Transcribe the data that follows precisely, omitting nothing.

**Information:**

- Opening Delimiter -

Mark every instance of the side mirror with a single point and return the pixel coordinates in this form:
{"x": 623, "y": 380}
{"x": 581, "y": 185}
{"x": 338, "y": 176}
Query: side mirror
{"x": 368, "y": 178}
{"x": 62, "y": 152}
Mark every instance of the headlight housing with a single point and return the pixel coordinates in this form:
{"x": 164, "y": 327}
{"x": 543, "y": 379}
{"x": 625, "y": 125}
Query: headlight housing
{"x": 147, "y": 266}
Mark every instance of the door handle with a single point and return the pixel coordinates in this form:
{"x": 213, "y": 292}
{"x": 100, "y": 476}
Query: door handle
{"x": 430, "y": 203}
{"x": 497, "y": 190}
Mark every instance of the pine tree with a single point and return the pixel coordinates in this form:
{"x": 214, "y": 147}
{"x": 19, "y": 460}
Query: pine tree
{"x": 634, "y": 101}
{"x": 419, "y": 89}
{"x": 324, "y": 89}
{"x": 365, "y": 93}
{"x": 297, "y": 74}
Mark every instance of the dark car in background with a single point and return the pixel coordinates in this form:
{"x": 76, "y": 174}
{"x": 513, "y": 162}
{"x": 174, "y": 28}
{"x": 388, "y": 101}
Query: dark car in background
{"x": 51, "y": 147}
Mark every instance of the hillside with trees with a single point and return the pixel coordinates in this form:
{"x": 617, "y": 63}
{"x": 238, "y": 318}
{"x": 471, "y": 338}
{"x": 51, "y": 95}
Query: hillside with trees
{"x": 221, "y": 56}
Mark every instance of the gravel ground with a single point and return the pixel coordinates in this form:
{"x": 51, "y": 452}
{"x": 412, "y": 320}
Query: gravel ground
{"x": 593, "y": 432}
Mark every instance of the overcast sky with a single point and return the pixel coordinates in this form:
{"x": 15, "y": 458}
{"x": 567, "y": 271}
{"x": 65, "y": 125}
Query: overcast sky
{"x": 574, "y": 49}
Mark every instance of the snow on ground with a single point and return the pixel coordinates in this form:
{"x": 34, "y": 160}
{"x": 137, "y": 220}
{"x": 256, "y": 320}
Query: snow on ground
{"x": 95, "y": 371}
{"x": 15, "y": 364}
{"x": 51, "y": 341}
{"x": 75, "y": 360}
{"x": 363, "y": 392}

- Closing Delimiter -

**Problem solution:**
Mark every instance of the side mirror with a single point and return the pixel coordinates in this form:
{"x": 623, "y": 380}
{"x": 581, "y": 185}
{"x": 338, "y": 176}
Query: side mirror
{"x": 368, "y": 178}
{"x": 62, "y": 152}
Mark every instance of the headlight housing with a single point and return the pixel coordinates in this form:
{"x": 164, "y": 327}
{"x": 543, "y": 379}
{"x": 625, "y": 125}
Query: headlight housing
{"x": 147, "y": 266}
Mark every instance of the door handle with a single point and return the pixel coordinates in this form:
{"x": 213, "y": 292}
{"x": 100, "y": 476}
Query: door handle
{"x": 430, "y": 203}
{"x": 497, "y": 190}
Mark every instance of the pine tree with a single point and return the pixel coordinates in this form:
{"x": 214, "y": 147}
{"x": 19, "y": 460}
Query: pine tree
{"x": 634, "y": 101}
{"x": 419, "y": 89}
{"x": 324, "y": 89}
{"x": 365, "y": 93}
{"x": 297, "y": 74}
Mark every instance of the dark car in background with a single point and return the pixel coordinates in this form:
{"x": 76, "y": 174}
{"x": 513, "y": 162}
{"x": 174, "y": 28}
{"x": 388, "y": 101}
Query: dark car in background
{"x": 51, "y": 147}
Mark every instance of the hillside with trees with a single point and return the pixel coordinates in this form:
{"x": 617, "y": 63}
{"x": 238, "y": 318}
{"x": 471, "y": 338}
{"x": 51, "y": 95}
Query: hillside with trees
{"x": 221, "y": 56}
Mark every instance of the gravel ground with a single point and return the pixel coordinates in this form:
{"x": 51, "y": 452}
{"x": 412, "y": 320}
Query: gravel ground
{"x": 593, "y": 432}
Mark every instance of the overcast sky with a single point and return the pixel coordinates in this form:
{"x": 15, "y": 458}
{"x": 567, "y": 271}
{"x": 65, "y": 125}
Query: overcast sky
{"x": 574, "y": 49}
Mark every instance of the snow on ground with a single point and return the pixel coordinates in this form:
{"x": 34, "y": 160}
{"x": 137, "y": 220}
{"x": 256, "y": 320}
Query: snow on ground
{"x": 95, "y": 371}
{"x": 15, "y": 364}
{"x": 51, "y": 341}
{"x": 75, "y": 360}
{"x": 363, "y": 392}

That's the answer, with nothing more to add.